(Region outline entries)
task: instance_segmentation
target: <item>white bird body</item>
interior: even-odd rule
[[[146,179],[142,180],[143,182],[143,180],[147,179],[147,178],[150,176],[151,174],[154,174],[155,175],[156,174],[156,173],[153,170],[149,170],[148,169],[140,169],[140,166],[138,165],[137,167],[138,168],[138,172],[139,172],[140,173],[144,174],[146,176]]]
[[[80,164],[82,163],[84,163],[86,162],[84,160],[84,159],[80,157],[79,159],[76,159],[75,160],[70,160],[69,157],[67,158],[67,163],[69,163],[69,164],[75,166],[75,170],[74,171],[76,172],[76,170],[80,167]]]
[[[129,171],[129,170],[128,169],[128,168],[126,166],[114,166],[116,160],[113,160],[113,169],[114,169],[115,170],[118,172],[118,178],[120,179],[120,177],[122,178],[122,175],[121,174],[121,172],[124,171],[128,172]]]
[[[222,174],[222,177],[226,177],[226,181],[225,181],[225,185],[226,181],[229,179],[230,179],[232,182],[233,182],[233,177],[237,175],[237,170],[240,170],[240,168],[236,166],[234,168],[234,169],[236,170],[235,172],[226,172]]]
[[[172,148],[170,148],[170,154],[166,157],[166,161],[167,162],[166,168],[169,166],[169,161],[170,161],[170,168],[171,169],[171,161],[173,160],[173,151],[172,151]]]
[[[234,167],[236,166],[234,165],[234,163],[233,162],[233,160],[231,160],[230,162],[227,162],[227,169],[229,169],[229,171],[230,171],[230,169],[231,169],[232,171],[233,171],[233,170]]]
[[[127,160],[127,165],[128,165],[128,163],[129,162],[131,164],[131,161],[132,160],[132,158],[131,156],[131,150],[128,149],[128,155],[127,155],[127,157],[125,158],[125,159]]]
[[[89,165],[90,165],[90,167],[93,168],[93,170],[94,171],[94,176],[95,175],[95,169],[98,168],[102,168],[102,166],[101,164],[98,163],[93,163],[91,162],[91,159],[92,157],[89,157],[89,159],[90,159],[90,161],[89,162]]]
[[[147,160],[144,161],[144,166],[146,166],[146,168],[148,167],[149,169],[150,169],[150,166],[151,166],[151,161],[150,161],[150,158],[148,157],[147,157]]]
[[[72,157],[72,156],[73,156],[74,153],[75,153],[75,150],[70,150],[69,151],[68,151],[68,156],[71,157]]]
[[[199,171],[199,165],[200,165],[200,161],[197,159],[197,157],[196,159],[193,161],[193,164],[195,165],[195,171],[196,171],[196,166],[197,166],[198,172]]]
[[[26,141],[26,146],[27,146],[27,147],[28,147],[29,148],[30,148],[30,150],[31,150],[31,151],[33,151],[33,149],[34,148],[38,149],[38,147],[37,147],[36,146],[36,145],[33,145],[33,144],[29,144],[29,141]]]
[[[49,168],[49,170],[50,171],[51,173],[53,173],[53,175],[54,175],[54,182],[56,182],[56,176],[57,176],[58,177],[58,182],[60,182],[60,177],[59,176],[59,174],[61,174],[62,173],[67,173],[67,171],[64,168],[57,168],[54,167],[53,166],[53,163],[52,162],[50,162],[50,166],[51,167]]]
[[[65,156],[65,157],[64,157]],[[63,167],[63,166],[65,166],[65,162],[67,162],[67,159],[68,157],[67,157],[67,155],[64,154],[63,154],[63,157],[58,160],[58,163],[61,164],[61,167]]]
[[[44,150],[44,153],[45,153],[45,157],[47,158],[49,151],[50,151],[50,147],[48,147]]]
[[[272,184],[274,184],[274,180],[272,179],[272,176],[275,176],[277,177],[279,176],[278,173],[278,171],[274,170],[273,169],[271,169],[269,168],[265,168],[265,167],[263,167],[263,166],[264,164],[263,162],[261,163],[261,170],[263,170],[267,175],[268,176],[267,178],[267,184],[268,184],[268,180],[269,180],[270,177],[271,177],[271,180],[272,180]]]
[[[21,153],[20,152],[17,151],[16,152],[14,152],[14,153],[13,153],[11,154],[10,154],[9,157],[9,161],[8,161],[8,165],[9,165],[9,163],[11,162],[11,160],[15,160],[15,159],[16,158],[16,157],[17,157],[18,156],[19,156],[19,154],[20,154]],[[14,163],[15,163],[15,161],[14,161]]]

EXERCISE TASK: Repeat, character for character, the lines of the records from the first one through the line that contains "interior: even-odd rule", including both.

COMPLETE OUTPUT:
task: instance_segmentation
target: <item>white bird body</item>
interior: even-odd rule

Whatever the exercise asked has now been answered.